→ DATA LINES:
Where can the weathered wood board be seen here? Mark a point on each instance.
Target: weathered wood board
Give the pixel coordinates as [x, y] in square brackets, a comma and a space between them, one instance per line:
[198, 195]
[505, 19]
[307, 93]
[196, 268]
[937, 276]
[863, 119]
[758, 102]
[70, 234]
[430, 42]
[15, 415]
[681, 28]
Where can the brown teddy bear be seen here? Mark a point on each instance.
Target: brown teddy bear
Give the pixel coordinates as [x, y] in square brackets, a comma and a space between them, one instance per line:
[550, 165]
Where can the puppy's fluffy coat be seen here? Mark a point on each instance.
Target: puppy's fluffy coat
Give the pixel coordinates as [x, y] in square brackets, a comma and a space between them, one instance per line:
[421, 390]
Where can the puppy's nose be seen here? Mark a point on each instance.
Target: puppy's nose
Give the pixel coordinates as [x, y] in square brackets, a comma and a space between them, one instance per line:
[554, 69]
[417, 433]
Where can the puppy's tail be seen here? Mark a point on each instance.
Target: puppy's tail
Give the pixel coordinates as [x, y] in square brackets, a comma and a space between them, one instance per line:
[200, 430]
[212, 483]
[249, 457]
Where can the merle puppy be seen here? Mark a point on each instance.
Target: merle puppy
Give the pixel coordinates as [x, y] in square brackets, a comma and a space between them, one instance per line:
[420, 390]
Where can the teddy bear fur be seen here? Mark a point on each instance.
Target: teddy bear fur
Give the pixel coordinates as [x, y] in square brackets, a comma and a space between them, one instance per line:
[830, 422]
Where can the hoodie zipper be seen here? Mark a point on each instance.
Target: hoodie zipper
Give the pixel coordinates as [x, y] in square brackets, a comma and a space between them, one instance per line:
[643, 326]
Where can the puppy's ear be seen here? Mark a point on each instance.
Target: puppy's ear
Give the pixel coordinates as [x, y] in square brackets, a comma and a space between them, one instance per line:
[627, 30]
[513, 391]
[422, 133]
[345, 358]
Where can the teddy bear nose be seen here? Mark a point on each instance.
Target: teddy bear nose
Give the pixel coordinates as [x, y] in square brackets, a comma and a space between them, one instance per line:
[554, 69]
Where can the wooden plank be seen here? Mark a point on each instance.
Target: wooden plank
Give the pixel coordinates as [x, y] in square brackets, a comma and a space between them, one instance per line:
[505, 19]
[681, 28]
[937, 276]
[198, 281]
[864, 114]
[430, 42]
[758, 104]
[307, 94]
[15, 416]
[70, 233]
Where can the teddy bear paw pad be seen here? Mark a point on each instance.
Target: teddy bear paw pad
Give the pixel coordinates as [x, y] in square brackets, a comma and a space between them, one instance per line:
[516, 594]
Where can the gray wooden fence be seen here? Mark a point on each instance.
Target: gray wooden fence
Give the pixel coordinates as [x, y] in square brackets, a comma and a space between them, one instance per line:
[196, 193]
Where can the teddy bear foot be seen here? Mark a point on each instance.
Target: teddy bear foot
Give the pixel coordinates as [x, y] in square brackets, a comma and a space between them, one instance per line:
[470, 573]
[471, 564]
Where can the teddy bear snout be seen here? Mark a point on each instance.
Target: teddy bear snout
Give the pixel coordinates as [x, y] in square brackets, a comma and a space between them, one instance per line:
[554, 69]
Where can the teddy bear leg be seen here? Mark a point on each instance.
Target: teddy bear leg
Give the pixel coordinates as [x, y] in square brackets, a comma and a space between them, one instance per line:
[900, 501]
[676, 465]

→ GIVEN PROBLEM: Recast the part of the listing that opens with the line containing "Where can the teddy bear leg" and runs to the end of the listing as a Markdown table. Use the columns Row and Listing line, number each line, and leave out blank lines.

→ SOLUTION:
| Row | Listing line |
|---|---|
| 1 | Where can the teddy bear leg be seen here? Mark a point on each instance. |
| 2 | Target: teddy bear leg |
| 3 | Give the pixel coordinates as [x, y] in square brackets, a comma and a space between them, one instance per line: |
| 4 | [900, 501] |
| 5 | [676, 465] |